Stated problem » Rewrite the listing below, changing every "bounding box" to "rectangle" and leaving everything else untouched.

Entries »

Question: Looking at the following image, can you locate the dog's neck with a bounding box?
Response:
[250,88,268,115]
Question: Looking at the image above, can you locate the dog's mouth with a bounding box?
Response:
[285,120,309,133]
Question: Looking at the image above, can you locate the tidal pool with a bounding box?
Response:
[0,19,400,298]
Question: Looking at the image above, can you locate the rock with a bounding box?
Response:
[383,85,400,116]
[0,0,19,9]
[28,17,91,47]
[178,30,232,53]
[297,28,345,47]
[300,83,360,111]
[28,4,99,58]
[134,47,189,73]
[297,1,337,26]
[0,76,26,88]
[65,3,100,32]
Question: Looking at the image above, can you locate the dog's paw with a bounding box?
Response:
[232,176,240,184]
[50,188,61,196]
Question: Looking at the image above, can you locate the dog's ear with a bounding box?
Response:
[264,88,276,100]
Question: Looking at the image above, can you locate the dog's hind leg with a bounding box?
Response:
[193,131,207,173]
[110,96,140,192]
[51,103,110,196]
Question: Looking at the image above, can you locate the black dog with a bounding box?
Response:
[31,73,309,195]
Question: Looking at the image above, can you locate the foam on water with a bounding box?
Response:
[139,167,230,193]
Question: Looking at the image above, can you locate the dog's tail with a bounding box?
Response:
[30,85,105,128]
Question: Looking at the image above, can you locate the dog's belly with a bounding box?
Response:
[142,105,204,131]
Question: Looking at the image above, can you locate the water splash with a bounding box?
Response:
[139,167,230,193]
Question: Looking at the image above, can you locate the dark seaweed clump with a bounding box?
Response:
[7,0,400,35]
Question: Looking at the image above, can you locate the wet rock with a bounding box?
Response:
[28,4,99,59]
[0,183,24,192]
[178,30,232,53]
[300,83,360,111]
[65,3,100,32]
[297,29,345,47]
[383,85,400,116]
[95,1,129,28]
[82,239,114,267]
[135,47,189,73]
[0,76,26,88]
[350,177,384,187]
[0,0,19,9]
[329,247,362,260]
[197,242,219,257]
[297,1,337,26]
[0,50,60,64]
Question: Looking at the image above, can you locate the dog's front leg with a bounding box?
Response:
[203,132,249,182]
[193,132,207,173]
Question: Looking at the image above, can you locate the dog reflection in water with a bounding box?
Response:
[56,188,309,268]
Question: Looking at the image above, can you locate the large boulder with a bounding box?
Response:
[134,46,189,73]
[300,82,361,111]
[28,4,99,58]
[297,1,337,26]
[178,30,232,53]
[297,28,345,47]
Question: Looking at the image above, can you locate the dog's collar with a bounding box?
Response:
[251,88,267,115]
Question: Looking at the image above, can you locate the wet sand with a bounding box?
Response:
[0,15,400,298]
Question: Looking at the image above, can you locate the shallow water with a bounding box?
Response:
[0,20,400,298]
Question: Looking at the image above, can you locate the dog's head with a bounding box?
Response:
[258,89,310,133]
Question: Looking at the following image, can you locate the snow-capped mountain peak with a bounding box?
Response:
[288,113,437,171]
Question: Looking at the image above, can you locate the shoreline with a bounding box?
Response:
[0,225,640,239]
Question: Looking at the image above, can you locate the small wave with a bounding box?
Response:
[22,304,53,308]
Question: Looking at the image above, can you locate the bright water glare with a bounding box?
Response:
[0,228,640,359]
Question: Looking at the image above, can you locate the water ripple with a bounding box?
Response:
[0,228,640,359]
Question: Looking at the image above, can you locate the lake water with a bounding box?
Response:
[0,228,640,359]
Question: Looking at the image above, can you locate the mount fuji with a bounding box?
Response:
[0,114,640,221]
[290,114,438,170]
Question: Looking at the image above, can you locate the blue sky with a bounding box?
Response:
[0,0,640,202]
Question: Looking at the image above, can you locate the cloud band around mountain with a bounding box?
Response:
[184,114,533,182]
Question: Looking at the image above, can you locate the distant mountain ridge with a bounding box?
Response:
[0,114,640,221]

Solution for this problem »
Question: Looking at the following image, can you locate the dog's neck with a rectangle?
Response:
[250,88,268,115]
Question: Looking at the image above, can you locate the dog's mouth with a rectangle?
Response:
[285,120,309,133]
Question: Looking at the image above, can you locate the tidal pool with a rectangle?
Response:
[0,19,400,298]
Question: Looking at the image above, can you locate the rock with a rectangle?
Response:
[383,85,400,116]
[0,0,19,9]
[28,17,91,47]
[178,30,232,53]
[297,28,345,47]
[300,83,360,111]
[28,4,99,58]
[134,47,189,73]
[297,1,337,26]
[0,76,26,88]
[65,3,100,32]
Question: Looking at the image above, can you locate the dog's paw with a rectangle?
Response:
[232,176,240,184]
[50,188,61,196]
Question: Looking at the image above, can you locate the dog's ear with a rectangle?
Response:
[264,88,276,100]
Question: Looking at the image above, can you locate the dog's hind leg with a rectangle?
Response:
[193,131,207,173]
[110,96,140,192]
[51,103,110,196]
Question: Looking at the image above, can you locate the black dog with a rectangle?
Response:
[31,73,309,195]
Question: Looking at the image above, can you locate the foam on water with a rectangle?
Response:
[139,167,230,193]
Question: Looking at the image above, can you locate the dog's tail with a rectangle?
Response:
[30,85,105,128]
Question: Looking at the image above, can you locate the dog's belly with a rectangle?
Response:
[142,105,204,131]
Question: Looking at the image above, can you locate the water splash with a rectangle?
Response:
[139,167,230,193]
Question: Looking at the image above, can you locate the dark seaweed clump with a rectangle?
Response:
[7,0,400,35]
Question: Looking at the image above, can you locate the wet rock with a rectangle?
Response:
[28,4,99,59]
[0,183,24,192]
[178,30,232,53]
[300,83,360,111]
[65,3,100,32]
[297,29,345,47]
[383,85,400,116]
[95,1,129,28]
[82,239,114,267]
[135,47,189,73]
[0,76,26,88]
[350,177,384,187]
[0,0,19,9]
[329,247,362,260]
[197,242,219,257]
[297,1,337,26]
[0,50,60,64]
Question: Looking at the image above, can you locate the dog's front leg with a rectangle?
Response:
[203,132,249,182]
[193,132,207,173]
Question: Looking at the image above, can you locate the dog reflection in water with a rectangle?
Response:
[56,188,309,268]
Question: Looking at the image above, can you locate the large boulder with a rectangle?
Response:
[134,46,189,73]
[300,82,361,111]
[28,4,99,58]
[297,1,337,26]
[178,30,232,53]
[297,28,345,47]
Question: Looking at the image above, can you locate the dog's collar with a rectangle?
Response:
[251,88,267,115]
Question: Looking at the image above, can you locate the wet sand with a rectangle?
Response:
[0,15,400,298]
Question: Looking at the image above, can you locate the shallow water with a rectangle?
Response:
[0,20,400,298]
Question: Looking at the image above, can you locate the dog's head with a rectangle?
Response:
[258,89,310,133]
Question: Looking at the following image, can you locate the snow-capped mountain peak with a rectangle?
Response:
[288,113,437,171]
Question: Looking at the image above, can you locate the shoreline with a rectangle?
Response:
[0,225,640,239]
Question: Looking at the image above, can you locate the small wave with a rectangle?
Response:
[22,304,53,308]
Question: Looking at the image above, can you locate the bright water glare with a rectangle?
Response:
[0,228,640,359]
Question: Looking at the image above, can you locate the water ripple with a rectangle?
Response:
[0,228,640,359]
Question: Looking at the image above, can you locate the lake water with a rectangle?
Response:
[0,228,640,359]
Question: Looking at the image above, can you locate the mount fuji with a rectangle?
Response:
[0,114,640,221]
[290,114,438,170]
Question: Looking at the image above, can you locate the blue sky with a rectangle?
Response:
[0,0,640,202]
Question: Looking at the image above, can you locate the cloud band around mountain with a rectangle?
Response:
[184,114,533,182]
Question: Looking at the image above, can you locate the distant mountain ridge with a rectangle?
Response:
[0,114,640,221]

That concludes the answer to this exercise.